> **Task goal**
List all the lines in these records that hold "greenery".

Referring expression pointing data:
+-------+
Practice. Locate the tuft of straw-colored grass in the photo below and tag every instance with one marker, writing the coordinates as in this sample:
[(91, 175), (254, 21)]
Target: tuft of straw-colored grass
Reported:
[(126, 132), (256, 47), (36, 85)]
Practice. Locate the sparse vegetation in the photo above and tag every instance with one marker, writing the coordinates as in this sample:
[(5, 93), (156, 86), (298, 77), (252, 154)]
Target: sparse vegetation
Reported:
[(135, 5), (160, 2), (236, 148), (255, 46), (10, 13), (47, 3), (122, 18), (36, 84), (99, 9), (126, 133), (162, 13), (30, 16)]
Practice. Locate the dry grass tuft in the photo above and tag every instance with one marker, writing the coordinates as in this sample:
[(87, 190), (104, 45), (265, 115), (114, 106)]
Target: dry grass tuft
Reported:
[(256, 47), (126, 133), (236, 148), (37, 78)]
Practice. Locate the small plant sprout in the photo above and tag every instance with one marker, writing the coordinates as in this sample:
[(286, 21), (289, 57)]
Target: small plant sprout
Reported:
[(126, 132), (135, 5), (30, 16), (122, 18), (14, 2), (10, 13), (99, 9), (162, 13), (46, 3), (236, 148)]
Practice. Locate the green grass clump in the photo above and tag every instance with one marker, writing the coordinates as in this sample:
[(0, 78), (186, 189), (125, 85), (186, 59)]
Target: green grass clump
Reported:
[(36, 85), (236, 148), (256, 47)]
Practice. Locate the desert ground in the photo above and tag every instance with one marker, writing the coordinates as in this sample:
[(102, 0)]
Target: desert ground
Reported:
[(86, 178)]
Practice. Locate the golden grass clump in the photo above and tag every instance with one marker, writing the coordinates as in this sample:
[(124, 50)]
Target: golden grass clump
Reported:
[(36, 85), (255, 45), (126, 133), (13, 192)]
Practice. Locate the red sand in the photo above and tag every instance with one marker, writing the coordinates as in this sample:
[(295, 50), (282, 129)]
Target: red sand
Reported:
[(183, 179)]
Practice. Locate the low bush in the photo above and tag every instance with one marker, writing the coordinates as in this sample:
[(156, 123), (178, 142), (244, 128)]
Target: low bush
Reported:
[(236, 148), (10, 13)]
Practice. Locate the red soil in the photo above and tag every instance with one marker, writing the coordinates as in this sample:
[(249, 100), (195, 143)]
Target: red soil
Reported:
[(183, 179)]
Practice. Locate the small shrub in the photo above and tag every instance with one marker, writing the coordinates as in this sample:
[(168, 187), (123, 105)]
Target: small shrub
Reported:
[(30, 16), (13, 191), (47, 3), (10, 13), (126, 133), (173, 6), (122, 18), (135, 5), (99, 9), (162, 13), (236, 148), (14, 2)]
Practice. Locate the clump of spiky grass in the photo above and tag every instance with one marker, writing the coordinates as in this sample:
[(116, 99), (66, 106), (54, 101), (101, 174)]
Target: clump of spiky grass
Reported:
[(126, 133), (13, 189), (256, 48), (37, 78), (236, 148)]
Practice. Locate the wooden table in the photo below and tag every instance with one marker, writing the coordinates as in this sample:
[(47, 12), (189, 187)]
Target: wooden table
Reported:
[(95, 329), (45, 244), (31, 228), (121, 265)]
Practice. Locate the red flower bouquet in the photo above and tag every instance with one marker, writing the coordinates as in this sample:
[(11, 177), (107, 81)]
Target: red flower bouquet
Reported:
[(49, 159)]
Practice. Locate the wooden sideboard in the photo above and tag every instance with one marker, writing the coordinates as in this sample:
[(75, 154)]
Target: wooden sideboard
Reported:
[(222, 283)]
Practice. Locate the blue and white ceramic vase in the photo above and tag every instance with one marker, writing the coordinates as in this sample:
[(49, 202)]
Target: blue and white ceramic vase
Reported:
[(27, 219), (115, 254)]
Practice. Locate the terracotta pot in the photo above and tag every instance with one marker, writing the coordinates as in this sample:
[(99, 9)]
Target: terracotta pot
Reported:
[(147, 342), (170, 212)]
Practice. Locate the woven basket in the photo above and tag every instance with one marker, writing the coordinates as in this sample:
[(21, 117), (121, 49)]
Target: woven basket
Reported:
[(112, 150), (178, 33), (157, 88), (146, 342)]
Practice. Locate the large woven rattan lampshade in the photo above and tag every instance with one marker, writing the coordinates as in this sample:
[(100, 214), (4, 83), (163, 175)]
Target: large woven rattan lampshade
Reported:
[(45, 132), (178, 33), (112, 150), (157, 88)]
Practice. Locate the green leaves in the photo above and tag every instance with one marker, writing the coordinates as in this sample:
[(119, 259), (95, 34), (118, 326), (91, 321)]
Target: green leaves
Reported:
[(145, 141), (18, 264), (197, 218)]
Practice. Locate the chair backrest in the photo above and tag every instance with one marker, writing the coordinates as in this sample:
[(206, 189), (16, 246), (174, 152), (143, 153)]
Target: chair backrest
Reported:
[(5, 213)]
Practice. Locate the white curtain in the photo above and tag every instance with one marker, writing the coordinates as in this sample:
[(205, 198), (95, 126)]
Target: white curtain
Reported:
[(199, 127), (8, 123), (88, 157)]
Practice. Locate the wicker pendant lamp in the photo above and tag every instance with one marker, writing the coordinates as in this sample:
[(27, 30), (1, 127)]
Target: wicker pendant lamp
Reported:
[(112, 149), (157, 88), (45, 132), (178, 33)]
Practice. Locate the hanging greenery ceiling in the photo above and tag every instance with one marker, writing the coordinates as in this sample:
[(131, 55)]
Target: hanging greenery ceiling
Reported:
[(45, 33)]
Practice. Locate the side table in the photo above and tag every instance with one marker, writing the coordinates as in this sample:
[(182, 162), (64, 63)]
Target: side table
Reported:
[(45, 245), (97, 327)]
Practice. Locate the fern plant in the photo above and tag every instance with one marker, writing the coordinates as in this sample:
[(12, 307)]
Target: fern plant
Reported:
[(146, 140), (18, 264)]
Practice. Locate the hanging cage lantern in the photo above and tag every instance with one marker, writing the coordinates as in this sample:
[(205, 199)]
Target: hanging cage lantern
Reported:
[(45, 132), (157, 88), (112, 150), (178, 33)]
+-------+
> **Result of the exercise**
Practice. Locate the hanging greenery ceiling in the photo above and tag every instance with one marker, writing the coordinates as in this sample:
Target: hanging greenery ceiling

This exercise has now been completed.